### WHAT THE TASK REQUIRES
Answer these questions from the court opinion excerpt below:
(a) What did Plaintiffs say about the tutoring the District provided, and what did that lead them to request?
(b) How many prior failed settlement agreements were involved in the Egg Harbor case cited?
(c) Which of Plaintiffs' objections shall be overruled?

### PAGE EXCERPT
--------------------------------
As Judge Sitarski has indicated, Plaintiffs' Second Amended Complaint illustrates circumstances pertaining to Ryan's schooling which are capable of being addressed by compensatory education. (R&R 12). Although Plaintiffs characterize their claims as a failure to implement and retaliation, they repeatedly cite to the District's denial of Ryan's FAPE as the foundation of harm - a type of harm which compensatory education addresses. (See Pls.' Second Am. Compl. ¶¶ 66, 81, 92, 101); see also Heather D., 511 F. Supp. 2d at 555 (describing how compensatory education compensates a student for the deprivation of a FAPE). Plaintiffs assert that the District provided "ineffective" tutoring, leading Plaintiffs to request private tutoring. (See Pls.' Second Am. Compl. ¶¶ 52-55). Equitable relief, including compensatory education, is capable of addressing this issue, as well as other issues Plaintiffs raise, such as tuition reimbursement and Ryan's exclusion from extracurricular activities. (See Pls.' Second Am. Compl. ¶¶ 58, 65-67); D.F., 694 F.3d at 499 (describing how appropriate IDEA remedies are determined on a case-by-case basis and finding compensatory education appropriate to address a school's denial of a FAPE although the student later moved out of state); see also B.H. v. Portage Pub. Sch. Bd. of Educ., 08-CV-293, 2009 U.S. Dist. LEXIS 7604, at *31-32 (W.D. Mich. Feb. 2, 2009) (finding plaintiffs' claims, including retaliation for plaintiffs' exclusion from extracurricular activities, were educational in nature). Finally, attorney fees, which Plaintiffs also seek, are available through the administrative process. Swope, 796 F. Supp. 2d at 601. Therefore, given the facts alleged, Judge Sitarski did not err in finding that compensatory education, among other equitable relief, is available to Plaintiffs via the administrative process.

To the extent Plaintiffs argue that the District's previous noncompliance with prior settlement agreements renders compensatory education inappropriate, this argument is unpersuasive. In the IDEA context, courts generally find that prior inadequate relations between parties do not foreclose or make futile similar relief in the future. See Falzett v. Pocono Mt. Sch. Dist., 150 F. Supp. 2d 699, 703 (M.D. Pa. 2001)( (finding that prior "animosity between the parties" did not render "the plaintiff's administrative remedies futile."); see also M.M. v. Tredyffrin / Easttown Sch. Dist., 06-CV-1966, 2006 U.S. Dist. LEXIS 62918, at *20 (E.D. Pa. Sept. 5, 2006) (rejecting plaintiffs' assertion that because plaintiffs' past interactions with school administrators resulted in "one empty promise after another," seeking relief through the IDEA administrative process would be futile). This is true even where prior settlement agreements are at issue. See J.H.& S.N. ex rel. J.H. v. Egg Harbor Twp. Bd. of Educ., 08-CV-488, 2009 U.S. Dist. LEXIS 40096, at *11-13 (D.N.J. May 11, 2009) (declining to excuse plaintiffs from exhaustion despite two prior failed settlement agreements procured outside of the administrative process where educational harm remained a central issue). Therefore, contrary to Plaintiffs' assertion, "the facts of this case" do suggest that compensatory education is still appropriate. (Pls.' Objs. R&R 5); see Falzett, 150 F. Supp. 2d at 703. Accordingly, Plaintiff's second objection shall be overruled.
--------------------------------
[Point annotation dataset records]
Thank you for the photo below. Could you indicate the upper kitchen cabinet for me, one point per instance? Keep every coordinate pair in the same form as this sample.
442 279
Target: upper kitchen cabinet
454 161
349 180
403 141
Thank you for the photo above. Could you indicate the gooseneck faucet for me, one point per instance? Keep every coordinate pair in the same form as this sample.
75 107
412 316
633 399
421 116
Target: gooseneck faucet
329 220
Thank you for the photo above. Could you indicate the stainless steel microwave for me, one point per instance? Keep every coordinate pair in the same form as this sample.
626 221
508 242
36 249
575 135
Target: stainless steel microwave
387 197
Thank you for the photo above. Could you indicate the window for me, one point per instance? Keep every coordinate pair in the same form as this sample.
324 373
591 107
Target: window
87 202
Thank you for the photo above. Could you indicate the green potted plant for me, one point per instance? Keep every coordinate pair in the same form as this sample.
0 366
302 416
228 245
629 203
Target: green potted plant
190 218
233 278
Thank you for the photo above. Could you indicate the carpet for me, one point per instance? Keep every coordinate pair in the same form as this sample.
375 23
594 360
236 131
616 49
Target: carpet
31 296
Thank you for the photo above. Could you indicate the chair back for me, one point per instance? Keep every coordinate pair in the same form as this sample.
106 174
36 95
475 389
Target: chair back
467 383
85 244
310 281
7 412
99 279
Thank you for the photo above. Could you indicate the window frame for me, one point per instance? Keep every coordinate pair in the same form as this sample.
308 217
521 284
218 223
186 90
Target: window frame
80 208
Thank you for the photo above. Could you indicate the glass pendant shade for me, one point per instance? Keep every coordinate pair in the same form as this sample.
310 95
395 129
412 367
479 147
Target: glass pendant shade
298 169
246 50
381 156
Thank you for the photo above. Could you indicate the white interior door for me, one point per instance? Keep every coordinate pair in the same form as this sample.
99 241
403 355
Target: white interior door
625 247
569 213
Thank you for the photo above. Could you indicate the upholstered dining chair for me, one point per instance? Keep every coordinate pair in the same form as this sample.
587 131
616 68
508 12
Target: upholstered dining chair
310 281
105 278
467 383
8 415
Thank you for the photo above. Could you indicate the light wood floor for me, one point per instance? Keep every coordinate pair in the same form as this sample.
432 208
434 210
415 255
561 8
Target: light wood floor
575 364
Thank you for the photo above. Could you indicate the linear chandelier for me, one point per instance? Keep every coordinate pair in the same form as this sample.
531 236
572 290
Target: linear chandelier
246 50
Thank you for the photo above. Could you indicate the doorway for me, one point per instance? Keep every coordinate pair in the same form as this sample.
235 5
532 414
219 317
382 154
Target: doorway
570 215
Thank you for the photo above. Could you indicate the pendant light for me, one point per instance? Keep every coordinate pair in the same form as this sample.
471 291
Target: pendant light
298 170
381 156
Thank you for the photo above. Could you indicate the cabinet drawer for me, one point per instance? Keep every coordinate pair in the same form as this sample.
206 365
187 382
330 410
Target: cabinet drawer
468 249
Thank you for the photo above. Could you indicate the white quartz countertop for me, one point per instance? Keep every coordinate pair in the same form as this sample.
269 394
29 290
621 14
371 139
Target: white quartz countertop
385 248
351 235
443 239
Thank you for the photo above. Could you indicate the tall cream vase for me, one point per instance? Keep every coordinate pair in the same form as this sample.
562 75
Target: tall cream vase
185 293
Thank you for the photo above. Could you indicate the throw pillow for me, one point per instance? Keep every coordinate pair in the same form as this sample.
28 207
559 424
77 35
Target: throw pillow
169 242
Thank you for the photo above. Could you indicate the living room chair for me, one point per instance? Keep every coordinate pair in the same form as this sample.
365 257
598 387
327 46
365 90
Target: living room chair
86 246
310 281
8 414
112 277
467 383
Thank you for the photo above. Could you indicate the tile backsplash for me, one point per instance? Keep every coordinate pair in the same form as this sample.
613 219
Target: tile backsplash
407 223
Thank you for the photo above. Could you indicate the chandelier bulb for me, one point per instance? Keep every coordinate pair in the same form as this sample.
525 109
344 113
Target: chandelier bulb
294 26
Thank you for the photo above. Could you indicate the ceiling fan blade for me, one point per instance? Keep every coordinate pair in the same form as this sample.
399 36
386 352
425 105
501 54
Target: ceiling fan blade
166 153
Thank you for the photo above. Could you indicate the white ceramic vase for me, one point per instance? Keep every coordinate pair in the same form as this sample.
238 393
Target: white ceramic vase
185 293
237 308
--------------------------------
### TASK RESULT
(a) They said it was "ineffective," which led them to request private tutoring.
(b) Two.
(c) The second objection.